_Stated exercise:_
Switch "A sample of the format" to "An illustration of the format" in every one of the lines below and write them all out again, changing nothing else and leaving the pictures out.

_Input:_
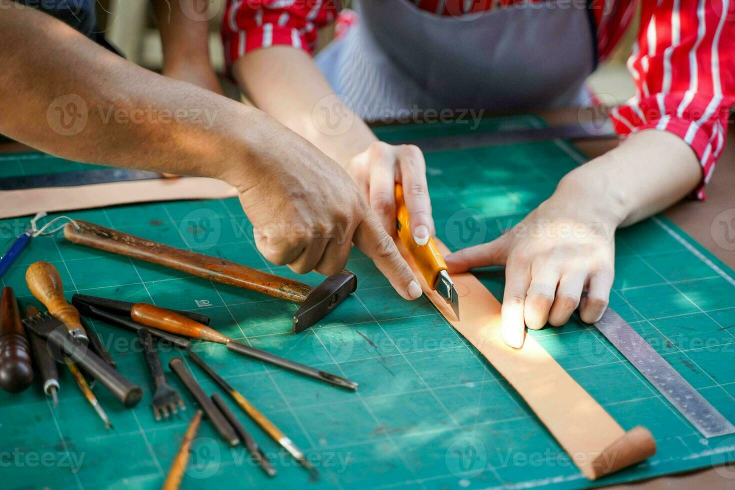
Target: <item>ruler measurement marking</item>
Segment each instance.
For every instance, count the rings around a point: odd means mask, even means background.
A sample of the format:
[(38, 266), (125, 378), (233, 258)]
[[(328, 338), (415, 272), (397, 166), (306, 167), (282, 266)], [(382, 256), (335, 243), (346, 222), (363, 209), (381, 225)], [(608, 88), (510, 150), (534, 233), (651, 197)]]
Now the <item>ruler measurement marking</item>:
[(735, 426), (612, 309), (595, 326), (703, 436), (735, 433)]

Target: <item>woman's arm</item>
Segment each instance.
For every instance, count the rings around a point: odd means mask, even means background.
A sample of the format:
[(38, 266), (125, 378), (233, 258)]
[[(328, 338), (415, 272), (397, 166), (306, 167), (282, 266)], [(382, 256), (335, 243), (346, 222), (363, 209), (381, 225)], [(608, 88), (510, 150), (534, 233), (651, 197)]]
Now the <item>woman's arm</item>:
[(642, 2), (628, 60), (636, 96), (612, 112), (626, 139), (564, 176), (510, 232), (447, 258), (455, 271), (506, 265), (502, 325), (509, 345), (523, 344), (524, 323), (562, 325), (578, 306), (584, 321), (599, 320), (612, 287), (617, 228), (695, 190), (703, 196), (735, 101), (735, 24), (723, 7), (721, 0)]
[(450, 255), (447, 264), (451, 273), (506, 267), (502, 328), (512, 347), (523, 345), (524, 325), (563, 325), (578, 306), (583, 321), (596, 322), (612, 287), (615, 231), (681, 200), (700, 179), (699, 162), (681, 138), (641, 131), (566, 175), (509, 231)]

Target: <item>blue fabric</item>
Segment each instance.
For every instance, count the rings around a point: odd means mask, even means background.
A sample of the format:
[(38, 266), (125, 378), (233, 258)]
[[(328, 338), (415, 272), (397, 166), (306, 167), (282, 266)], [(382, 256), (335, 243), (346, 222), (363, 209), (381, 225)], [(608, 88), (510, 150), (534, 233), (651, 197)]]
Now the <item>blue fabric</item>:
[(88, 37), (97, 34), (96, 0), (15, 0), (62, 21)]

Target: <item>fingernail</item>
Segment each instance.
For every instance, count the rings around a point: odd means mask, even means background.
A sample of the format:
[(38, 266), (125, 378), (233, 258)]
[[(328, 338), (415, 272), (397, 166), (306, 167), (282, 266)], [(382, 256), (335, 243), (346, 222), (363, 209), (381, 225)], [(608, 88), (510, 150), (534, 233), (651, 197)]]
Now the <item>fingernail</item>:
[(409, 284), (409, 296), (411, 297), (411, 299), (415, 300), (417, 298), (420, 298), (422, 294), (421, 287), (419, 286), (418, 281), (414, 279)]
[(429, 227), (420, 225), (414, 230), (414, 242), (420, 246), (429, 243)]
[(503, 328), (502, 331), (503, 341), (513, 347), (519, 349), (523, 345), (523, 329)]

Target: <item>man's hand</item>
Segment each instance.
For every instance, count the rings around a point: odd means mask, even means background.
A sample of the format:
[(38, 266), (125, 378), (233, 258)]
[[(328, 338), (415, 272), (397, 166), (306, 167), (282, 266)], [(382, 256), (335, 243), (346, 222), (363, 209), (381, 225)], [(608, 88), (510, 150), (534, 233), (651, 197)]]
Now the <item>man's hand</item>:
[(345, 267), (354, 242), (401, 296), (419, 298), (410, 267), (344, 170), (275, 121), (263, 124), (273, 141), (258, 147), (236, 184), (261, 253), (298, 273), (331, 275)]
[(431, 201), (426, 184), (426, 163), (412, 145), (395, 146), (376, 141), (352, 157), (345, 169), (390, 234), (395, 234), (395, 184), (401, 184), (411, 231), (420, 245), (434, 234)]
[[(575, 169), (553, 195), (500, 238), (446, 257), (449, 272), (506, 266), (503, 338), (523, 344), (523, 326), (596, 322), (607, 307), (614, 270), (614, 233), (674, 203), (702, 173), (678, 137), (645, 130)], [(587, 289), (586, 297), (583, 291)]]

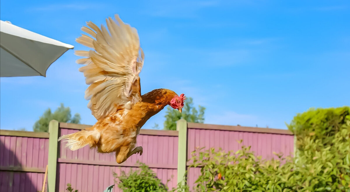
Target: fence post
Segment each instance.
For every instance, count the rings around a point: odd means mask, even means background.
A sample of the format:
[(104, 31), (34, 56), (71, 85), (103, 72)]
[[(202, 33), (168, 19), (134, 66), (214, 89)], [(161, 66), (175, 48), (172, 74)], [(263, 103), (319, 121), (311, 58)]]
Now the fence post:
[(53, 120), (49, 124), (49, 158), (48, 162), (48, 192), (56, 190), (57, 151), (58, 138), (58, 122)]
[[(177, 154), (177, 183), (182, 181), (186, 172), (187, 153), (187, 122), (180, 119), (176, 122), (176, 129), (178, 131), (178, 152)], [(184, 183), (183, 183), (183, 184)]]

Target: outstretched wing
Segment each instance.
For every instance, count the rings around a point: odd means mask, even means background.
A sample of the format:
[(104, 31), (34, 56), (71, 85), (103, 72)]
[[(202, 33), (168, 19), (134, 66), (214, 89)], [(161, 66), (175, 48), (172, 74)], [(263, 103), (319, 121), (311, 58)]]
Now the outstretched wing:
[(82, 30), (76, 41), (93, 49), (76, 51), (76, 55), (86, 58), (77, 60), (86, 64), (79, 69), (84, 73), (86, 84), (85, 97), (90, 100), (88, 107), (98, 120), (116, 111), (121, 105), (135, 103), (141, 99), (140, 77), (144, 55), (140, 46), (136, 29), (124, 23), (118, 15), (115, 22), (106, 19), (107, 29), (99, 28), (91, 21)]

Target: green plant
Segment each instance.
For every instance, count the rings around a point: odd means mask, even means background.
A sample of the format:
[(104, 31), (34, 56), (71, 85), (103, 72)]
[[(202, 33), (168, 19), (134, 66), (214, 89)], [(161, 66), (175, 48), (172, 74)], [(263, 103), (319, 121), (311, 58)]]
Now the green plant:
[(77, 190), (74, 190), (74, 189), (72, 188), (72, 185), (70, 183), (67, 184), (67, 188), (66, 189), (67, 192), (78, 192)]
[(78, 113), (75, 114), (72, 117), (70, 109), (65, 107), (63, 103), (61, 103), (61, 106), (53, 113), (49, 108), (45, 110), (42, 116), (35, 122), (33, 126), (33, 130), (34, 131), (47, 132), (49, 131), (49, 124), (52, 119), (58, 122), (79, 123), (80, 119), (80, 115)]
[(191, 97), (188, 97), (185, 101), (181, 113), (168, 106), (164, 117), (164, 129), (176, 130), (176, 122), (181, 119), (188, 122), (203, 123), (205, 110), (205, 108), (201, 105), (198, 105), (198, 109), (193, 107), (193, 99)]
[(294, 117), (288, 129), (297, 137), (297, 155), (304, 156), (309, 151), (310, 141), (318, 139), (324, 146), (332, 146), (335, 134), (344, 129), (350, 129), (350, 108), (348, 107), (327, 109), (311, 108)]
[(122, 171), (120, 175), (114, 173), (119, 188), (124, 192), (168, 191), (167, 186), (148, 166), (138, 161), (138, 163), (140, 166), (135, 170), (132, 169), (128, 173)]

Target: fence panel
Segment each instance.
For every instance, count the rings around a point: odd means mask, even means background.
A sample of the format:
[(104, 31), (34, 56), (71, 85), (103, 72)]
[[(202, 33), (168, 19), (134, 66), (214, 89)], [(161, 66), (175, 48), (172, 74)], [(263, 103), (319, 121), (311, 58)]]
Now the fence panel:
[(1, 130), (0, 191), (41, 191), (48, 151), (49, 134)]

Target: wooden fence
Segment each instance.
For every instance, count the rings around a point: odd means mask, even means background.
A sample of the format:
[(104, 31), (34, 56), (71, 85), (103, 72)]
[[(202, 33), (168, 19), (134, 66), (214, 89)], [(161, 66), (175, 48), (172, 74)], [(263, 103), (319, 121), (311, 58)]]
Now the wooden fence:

_Task result:_
Target: <item>ruler measurement marking</item>
Segment each instance.
For every instance, count the rings around a point: odd means mask, even means background.
An illustration of the format:
[(38, 266), (125, 378), (233, 258)]
[[(328, 338), (415, 272), (397, 166), (306, 167), (282, 266)], [(382, 256), (335, 243), (346, 222), (363, 209), (381, 225)], [(608, 88), (510, 150), (534, 233), (651, 197)]]
Now the <item>ruler measurement marking</item>:
[(735, 426), (612, 309), (595, 326), (703, 436), (735, 433)]

Target: <item>woman's arm</item>
Segment each instance.
For every instance, count the rings around a point: odd means mask, even means background.
An illustration of the format:
[(38, 266), (125, 378), (233, 258)]
[[(328, 338), (415, 272), (397, 166), (306, 167), (282, 266)], [(382, 256), (335, 243), (346, 222), (363, 209), (381, 225)], [(608, 88), (510, 150), (534, 233), (651, 197)]]
Now the <item>woman's arm</item>:
[(642, 2), (628, 60), (636, 96), (612, 112), (626, 139), (564, 176), (510, 232), (447, 258), (455, 271), (506, 265), (502, 325), (509, 345), (523, 344), (524, 323), (562, 325), (578, 306), (584, 321), (599, 320), (612, 287), (617, 228), (695, 190), (703, 196), (735, 101), (735, 24), (723, 7), (721, 0)]
[(450, 255), (447, 264), (451, 273), (506, 267), (502, 328), (512, 347), (523, 345), (524, 325), (563, 325), (578, 306), (583, 321), (596, 322), (612, 287), (615, 231), (681, 200), (700, 179), (699, 162), (681, 138), (641, 131), (566, 175), (509, 231)]

Target: <item>blue fabric</item>
Segment each instance.
For every instance, count the rings around a point: odd means mask, even means background.
An illustration of the format:
[(38, 266), (125, 378), (233, 258)]
[[(328, 338), (415, 272), (397, 166), (306, 167), (282, 266)], [(382, 256), (335, 243), (346, 222), (363, 209), (381, 225)], [(608, 88), (510, 150), (534, 233), (651, 197)]]
Now the <item>blue fabric</item>:
[(88, 37), (97, 34), (96, 0), (15, 0), (62, 21)]

Target: <item>fingernail</item>
Segment each instance.
For every instance, count the rings around a point: odd means mask, even means background.
An illustration of the format:
[(38, 266), (125, 378), (233, 258)]
[[(328, 338), (415, 272), (397, 166), (306, 167), (282, 266)], [(382, 256), (335, 243), (346, 222), (363, 209), (381, 225)], [(608, 88), (510, 150), (534, 233), (651, 197)]]
Now the <item>fingernail</item>:
[(409, 284), (409, 296), (411, 297), (411, 299), (415, 300), (417, 298), (420, 298), (422, 294), (421, 287), (419, 286), (418, 281), (414, 279)]
[(429, 227), (420, 225), (414, 230), (414, 242), (420, 246), (429, 243)]
[(503, 328), (502, 331), (503, 341), (513, 347), (519, 349), (523, 345), (523, 329)]

Target: <item>man's hand</item>
Segment each instance.
For every instance, count the rings around a point: odd means mask, even means background.
An illustration of the format:
[(38, 266), (125, 378), (233, 258)]
[[(328, 338), (415, 272), (397, 166), (306, 167), (282, 266)], [(382, 256), (335, 243), (346, 222), (363, 209), (381, 225)], [(608, 88), (510, 150), (534, 233), (651, 197)]]
Now the <item>man's hand</item>:
[(345, 267), (354, 242), (401, 296), (419, 298), (410, 267), (344, 170), (275, 121), (263, 124), (273, 141), (258, 147), (236, 184), (261, 253), (298, 273), (331, 275)]
[(431, 201), (426, 184), (426, 163), (412, 145), (395, 146), (376, 141), (352, 157), (345, 169), (390, 234), (395, 234), (395, 184), (401, 184), (411, 231), (420, 245), (434, 234)]
[[(575, 169), (553, 195), (500, 238), (446, 257), (449, 272), (506, 266), (503, 338), (523, 344), (523, 326), (596, 322), (607, 307), (614, 270), (614, 233), (674, 203), (702, 173), (678, 137), (645, 130)], [(587, 289), (586, 297), (583, 291)]]

Target: fence post
Segment each instance.
For every instance, count the rings around a point: odd means mask, even means background.
An illustration of the format:
[(104, 31), (34, 56), (71, 85), (103, 72)]
[[(202, 33), (168, 19), (134, 66), (214, 89)], [(161, 66), (175, 48), (172, 74)], [(263, 103), (319, 121), (311, 58)]]
Now the fence post:
[(53, 120), (49, 124), (49, 158), (48, 162), (48, 192), (56, 190), (57, 151), (58, 138), (58, 122)]
[[(177, 154), (177, 183), (182, 181), (186, 172), (187, 153), (187, 122), (180, 119), (176, 122), (176, 129), (178, 131), (178, 152)], [(184, 183), (183, 183), (183, 184)]]

Target: outstretched wing
Segment each instance.
For every instance, count the rings around a point: odd means mask, even means background.
An illustration of the format:
[(104, 31), (34, 56), (71, 85), (103, 72)]
[[(202, 33), (168, 19), (134, 66), (214, 89)], [(161, 66), (175, 48), (172, 74)], [(263, 103), (319, 121), (311, 58)]]
Now the outstretched wing:
[(82, 30), (76, 41), (93, 49), (76, 51), (76, 55), (86, 58), (77, 60), (86, 64), (79, 69), (84, 73), (86, 84), (85, 97), (90, 100), (88, 107), (98, 120), (116, 111), (121, 105), (135, 103), (141, 99), (140, 77), (144, 55), (140, 46), (136, 29), (124, 23), (118, 15), (115, 22), (106, 19), (107, 29), (99, 28), (91, 21)]

Target: green plant
Segment each instance.
For every instance, count the rings around a point: odd means mask, even means background.
An illustration of the format:
[(104, 31), (34, 56), (71, 85), (103, 72)]
[[(202, 33), (168, 19), (134, 66), (214, 89)], [(161, 66), (175, 48), (172, 74)], [(263, 103), (319, 121), (311, 58)]]
Now the green plant:
[(77, 190), (74, 190), (74, 189), (72, 188), (72, 185), (70, 183), (67, 184), (67, 188), (66, 189), (67, 192), (78, 192)]
[(78, 113), (75, 114), (72, 117), (70, 109), (65, 107), (63, 103), (61, 103), (61, 106), (53, 113), (49, 108), (45, 110), (42, 116), (35, 122), (33, 126), (33, 130), (34, 131), (47, 132), (49, 131), (49, 124), (52, 119), (58, 122), (79, 123), (80, 119), (80, 115)]
[(191, 97), (188, 97), (185, 101), (181, 113), (168, 106), (164, 117), (164, 129), (176, 130), (176, 122), (181, 119), (188, 122), (203, 123), (205, 110), (205, 108), (201, 105), (198, 105), (198, 109), (193, 107), (193, 99)]
[(294, 117), (288, 129), (297, 137), (297, 155), (304, 156), (309, 151), (310, 141), (318, 139), (324, 146), (332, 146), (335, 134), (344, 129), (350, 129), (350, 108), (348, 107), (327, 109), (311, 108)]
[(122, 171), (120, 175), (114, 173), (119, 188), (124, 192), (168, 191), (167, 186), (148, 166), (138, 161), (138, 163), (140, 166), (135, 170), (132, 169), (128, 173)]

Target: fence panel
Segment each instance.
For every instance, count the rings around a point: odd means mask, even means background.
An illustration of the format:
[(104, 31), (34, 56), (71, 85), (103, 72)]
[[(202, 33), (168, 19), (134, 66), (214, 89)], [(161, 66), (175, 48), (172, 74)], [(263, 103), (319, 121), (311, 58)]]
Now the fence panel:
[(1, 130), (0, 191), (41, 191), (48, 151), (49, 134)]

Target: wooden fence
Segment each instance.
For every instance, count the rings around a point: odd means mask, even means background.
An illustration of the format:
[(104, 31), (34, 56), (71, 85), (103, 72)]
[[(202, 33), (168, 19), (134, 66), (214, 89)], [(161, 66), (175, 48), (172, 74)], [(263, 103), (319, 121), (311, 58)]]
Now the wooden fence:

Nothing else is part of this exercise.